▶ What is expected
All that should be output is the block of lines below from the line with "boulder shown in the photo above." to the line with "on cliff shown in the photo above.", both included, exactly as written.

▶ Records
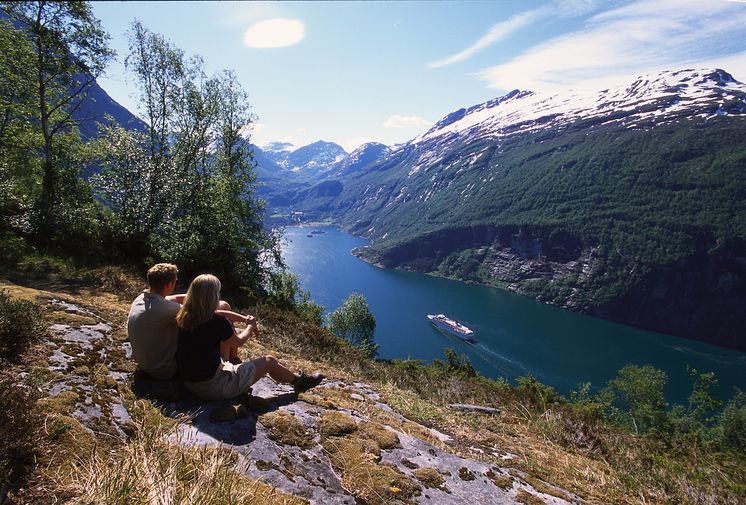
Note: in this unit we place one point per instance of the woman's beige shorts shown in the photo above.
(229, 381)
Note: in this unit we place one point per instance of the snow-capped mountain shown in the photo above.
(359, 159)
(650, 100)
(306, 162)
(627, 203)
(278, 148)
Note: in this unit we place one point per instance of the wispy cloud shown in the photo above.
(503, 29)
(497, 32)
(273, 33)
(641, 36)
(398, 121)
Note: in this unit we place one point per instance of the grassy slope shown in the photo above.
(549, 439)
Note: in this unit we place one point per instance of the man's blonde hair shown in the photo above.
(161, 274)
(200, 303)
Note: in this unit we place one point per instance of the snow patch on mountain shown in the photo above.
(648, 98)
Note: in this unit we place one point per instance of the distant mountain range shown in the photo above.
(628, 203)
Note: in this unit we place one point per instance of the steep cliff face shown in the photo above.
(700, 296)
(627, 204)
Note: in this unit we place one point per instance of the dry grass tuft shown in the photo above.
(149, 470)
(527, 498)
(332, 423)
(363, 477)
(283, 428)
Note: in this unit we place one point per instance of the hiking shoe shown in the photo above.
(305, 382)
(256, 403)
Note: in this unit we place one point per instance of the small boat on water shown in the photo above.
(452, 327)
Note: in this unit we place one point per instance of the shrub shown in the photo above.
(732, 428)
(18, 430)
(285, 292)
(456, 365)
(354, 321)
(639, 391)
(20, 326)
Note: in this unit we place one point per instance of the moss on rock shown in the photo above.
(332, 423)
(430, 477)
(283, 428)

--

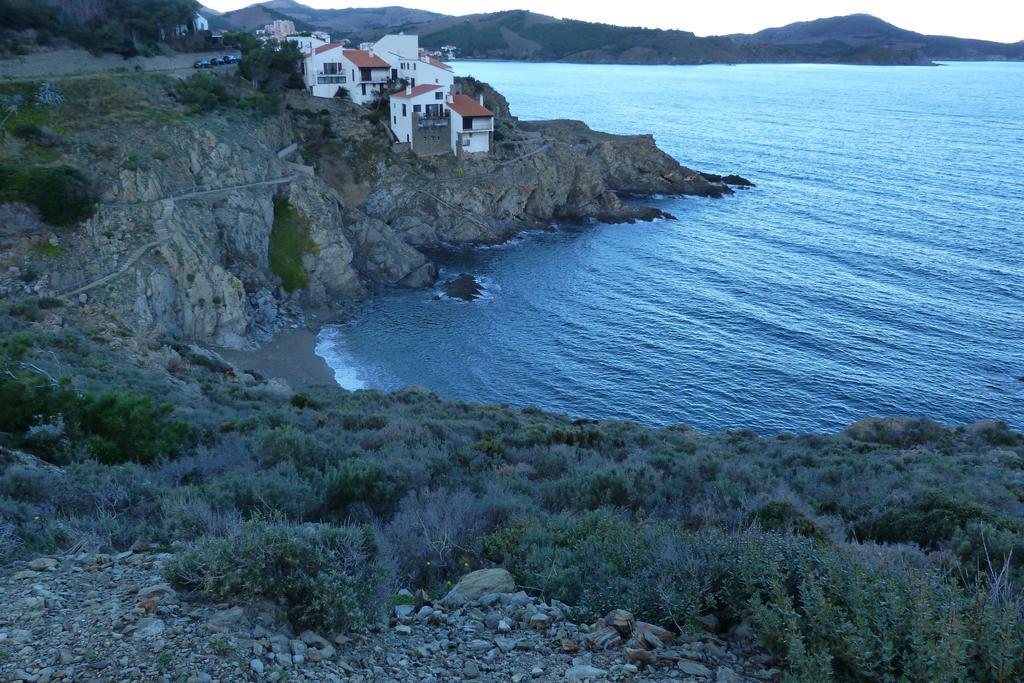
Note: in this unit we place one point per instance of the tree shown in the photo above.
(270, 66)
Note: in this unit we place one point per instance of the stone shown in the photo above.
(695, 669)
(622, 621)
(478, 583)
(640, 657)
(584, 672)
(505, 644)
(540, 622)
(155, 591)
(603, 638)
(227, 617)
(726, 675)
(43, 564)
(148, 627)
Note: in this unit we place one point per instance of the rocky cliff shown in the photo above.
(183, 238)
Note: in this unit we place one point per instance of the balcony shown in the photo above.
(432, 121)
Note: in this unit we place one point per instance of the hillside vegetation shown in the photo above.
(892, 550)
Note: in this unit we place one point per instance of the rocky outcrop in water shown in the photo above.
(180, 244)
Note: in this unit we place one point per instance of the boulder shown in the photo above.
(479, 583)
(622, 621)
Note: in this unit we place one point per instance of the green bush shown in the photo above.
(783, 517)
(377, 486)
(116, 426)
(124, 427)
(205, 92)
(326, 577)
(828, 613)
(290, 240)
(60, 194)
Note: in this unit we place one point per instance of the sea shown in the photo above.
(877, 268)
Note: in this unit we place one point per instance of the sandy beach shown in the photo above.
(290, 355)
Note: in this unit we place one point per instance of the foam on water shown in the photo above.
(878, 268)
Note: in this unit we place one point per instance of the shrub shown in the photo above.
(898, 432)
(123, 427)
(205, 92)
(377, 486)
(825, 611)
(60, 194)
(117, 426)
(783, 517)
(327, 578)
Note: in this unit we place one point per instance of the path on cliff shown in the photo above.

...

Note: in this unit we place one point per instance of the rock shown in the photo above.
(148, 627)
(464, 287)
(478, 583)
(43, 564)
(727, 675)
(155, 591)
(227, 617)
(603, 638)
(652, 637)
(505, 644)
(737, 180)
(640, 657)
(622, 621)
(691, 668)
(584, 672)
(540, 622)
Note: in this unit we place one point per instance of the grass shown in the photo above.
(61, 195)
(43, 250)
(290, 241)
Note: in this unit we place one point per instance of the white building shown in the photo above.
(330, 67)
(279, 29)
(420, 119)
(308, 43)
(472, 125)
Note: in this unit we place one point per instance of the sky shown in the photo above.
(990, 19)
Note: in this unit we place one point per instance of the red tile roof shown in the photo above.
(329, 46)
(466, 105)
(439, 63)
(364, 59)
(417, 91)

▶ Response for this exercise
Note: in this unit we place one point per instance of the boulder shown in the photo above.
(479, 583)
(622, 621)
Note: in this unit we place one point per instance of the green bush shown in the photo above.
(783, 517)
(377, 486)
(116, 426)
(124, 427)
(205, 92)
(326, 577)
(828, 613)
(290, 240)
(60, 194)
Note: in this unit we place one point per instance of the sea shown in the photo above.
(877, 268)
Note: in this unit we place one point per instance of the sandy beach shown in the photo above.
(290, 355)
Note: in this unit we place one point per instance of the foam on water shown in the photo above.
(878, 268)
Note: in this unit we place one point per instance of the shrub shown in the photo above.
(898, 432)
(123, 427)
(205, 92)
(377, 486)
(825, 611)
(60, 194)
(117, 426)
(783, 517)
(327, 578)
Note: in this unit we place one point per instance of the path on cliff shown in the photo above.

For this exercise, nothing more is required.